**DIRECTION 1**
Rewrite the stretch of the Evidence Act 2031 text from "Attributes and Features" through "not be necessary.", switching "opposing party" to "other party".

begin PROVIDED TEXT

Prologue (Evidence Act 2031)

Evidence Act 2031 was provisioned to amend and consolidate the Nepalese Law of Evidence. It consists of Nine Chapters and 56 Sections. It was enacted by King Birendra Bikram Shah on the recommendation of the National Panchayat.

Evidence Act has incorporated the basic elements of Admissible Evidence and the types of Evidence that are admissible in Court, making it the Substantial Evidence Law of Nepal.

It has also accounted for Permissible and Impermissible Evidence. Witness Examination, Document Evidence, Oral Evidence, Estoppel, and Burden of Proof are other elements and chapters included in the Act.

Attributes and Features

Admissible Evidence

According to Chapter 2 of the Evidence Act, the court is authorized to examine evidence that is relevant to the case. Such Relevant Facts must have central concerns with the case at hand.

Admission by Parties

If a fact is confessed by one party and acknowledged in writing by the opposing party, additional evidence may not be necessary.

end PROVIDED TEXT

**DIRECTION 2**
Which lines in the entries below contain the string "pitch"? Copy each of them.

begin MATERIAL FOR THE TASK

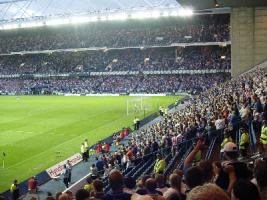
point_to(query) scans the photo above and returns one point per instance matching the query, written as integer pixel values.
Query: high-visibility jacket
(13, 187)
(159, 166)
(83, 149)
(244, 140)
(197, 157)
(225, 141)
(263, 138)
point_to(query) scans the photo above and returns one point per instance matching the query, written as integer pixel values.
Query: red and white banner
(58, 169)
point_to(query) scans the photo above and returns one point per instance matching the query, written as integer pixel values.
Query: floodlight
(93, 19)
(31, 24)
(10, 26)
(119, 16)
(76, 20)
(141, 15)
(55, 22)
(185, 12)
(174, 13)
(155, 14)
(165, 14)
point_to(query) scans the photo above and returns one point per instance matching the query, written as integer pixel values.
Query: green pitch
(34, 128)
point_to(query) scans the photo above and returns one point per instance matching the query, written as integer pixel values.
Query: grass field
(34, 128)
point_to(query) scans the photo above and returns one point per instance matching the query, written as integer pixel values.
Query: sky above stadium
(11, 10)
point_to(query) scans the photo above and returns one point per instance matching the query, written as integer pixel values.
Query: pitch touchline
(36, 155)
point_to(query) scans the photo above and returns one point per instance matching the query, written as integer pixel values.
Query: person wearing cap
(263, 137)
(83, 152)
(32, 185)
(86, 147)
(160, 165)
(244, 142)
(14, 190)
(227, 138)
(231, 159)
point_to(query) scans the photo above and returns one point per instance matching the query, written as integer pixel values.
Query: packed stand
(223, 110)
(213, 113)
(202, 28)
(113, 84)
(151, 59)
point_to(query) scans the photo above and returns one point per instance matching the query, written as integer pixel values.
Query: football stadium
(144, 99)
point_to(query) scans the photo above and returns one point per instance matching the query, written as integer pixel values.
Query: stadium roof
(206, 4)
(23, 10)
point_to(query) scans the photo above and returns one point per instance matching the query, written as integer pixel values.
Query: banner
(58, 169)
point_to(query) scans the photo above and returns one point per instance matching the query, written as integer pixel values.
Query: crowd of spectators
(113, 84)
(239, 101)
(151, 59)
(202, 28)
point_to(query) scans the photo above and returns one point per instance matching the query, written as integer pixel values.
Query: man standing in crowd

end MATERIAL FOR THE TASK
begin MATERIAL FOR THE TASK

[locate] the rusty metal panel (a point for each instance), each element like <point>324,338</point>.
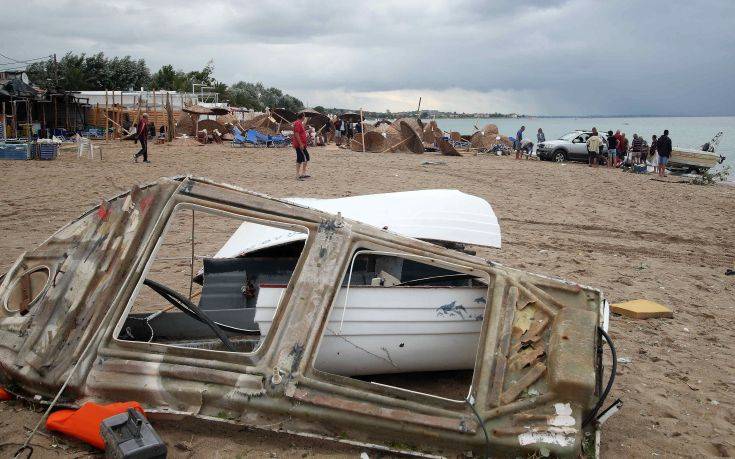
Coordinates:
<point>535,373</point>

end MATERIAL FOR THE TASK

**COMPLETE ANSWER 1**
Attributes and Features

Admissible Evidence

According to Chapter 2 of the Evidence Act, the court is authorized to examine evidence that is relevant to the case. Such Relevant Facts must have central concerns with the case at hand.

Admission by Parties

If a fact is confessed by one party and acknowledged in writing by the other party, additional evidence may not be necessary.

**COMPLETE ANSWER 2**
Query: green pitch
Query: pitch touchline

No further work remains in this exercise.